▶ Verilen Görev 1:
Kayıtlarda "Exercise. Tag the usf" ifadesini içeren satırdan başlayarak kayıtların sonuna kadar olan satırları, her iki uç dahil, hiçbir değişiklik yapmadan yeniden yazınız.

Son olarak Erdoğan, TDT’nin artan itibarıyla uluslararası barış ve istikrara katkı sağlayan önemli bir aktör haline geldiğini vurguladı ve iş birliğini geliştirme kararlılığını yineledi.

Erdoğan, Macaristan dönüşü uçakta gazetecilerin sorularını yanıtladı. Yeni anayasa ile ilgili soru üzerine Erdoğan, "Yeni anayasayı kendimiz için değil, ülkemiz için istiyoruz. Benim tekrar seçilme veya tekrar aday olma gibi bir derdim yok" dedi.

▶ Girdi Kayıtları:
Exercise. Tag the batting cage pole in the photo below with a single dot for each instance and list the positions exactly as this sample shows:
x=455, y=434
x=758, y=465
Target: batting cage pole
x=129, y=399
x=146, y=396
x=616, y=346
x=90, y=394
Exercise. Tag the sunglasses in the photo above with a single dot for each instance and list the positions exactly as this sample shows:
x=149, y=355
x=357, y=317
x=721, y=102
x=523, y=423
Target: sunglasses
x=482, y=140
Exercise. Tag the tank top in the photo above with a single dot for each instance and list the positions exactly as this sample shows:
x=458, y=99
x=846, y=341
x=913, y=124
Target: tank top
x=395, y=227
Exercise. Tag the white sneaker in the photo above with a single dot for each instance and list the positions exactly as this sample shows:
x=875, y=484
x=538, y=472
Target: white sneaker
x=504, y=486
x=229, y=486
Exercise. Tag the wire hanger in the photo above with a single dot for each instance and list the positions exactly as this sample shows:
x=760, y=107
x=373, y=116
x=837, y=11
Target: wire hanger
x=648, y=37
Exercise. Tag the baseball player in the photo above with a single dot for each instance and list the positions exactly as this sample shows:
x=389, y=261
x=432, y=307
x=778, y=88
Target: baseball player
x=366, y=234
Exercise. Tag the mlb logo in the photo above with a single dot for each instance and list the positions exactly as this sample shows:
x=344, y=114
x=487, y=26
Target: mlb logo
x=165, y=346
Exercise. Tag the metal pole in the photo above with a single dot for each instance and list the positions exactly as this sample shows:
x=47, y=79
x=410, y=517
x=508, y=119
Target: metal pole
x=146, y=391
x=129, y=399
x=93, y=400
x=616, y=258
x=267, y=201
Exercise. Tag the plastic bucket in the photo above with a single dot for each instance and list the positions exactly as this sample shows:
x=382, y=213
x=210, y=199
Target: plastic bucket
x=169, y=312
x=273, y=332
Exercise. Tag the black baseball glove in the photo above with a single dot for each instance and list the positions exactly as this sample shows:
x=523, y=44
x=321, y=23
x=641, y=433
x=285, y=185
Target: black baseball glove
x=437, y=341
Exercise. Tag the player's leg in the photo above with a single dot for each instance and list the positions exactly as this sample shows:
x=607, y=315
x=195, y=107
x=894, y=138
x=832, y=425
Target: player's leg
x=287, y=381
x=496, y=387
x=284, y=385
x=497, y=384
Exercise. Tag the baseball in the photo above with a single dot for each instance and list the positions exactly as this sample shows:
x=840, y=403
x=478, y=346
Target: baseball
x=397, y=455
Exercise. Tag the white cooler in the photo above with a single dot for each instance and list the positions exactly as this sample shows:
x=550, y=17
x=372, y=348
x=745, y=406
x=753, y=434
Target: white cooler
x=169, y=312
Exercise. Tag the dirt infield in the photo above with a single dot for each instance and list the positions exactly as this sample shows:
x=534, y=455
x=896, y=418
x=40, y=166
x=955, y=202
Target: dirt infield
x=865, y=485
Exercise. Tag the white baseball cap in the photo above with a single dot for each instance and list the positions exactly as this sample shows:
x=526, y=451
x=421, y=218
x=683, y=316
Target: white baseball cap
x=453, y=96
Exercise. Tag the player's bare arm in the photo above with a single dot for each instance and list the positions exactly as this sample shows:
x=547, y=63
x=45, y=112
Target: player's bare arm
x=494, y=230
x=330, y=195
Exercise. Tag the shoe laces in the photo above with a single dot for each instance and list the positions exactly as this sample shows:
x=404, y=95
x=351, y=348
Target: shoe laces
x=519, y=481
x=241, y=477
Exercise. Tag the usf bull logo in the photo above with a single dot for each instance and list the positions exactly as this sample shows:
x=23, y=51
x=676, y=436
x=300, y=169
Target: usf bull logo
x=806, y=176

▶ Verilen Görev 2:
Belge metnine göre aşağıdaki soruları yanıtlayınız:
(a) Erdoğan, TDT'nin artan itibarıyla neye katkı sağlayan önemli bir aktör haline geldiğini vurgulamıştır?
(b) Erdoğan gazetecilerin sorularını nerede yanıtlamıştır?
(c) Erdoğan'a göre yeni anayasa kimin için istenmektedir?

▶ Sonuç 1:
Exercise. Tag the usf bull logo in the photo above with a single dot for each instance and list the positions exactly as this sample shows:
x=23, y=51
x=676, y=436
x=300, y=169
Target: usf bull logo
x=806, y=176

▶ Sonuç 2:
(a) Uluslararası barış ve istikrara.
(b) Macaristan dönüşü uçakta.
(c) Kendileri için değil, ülke için.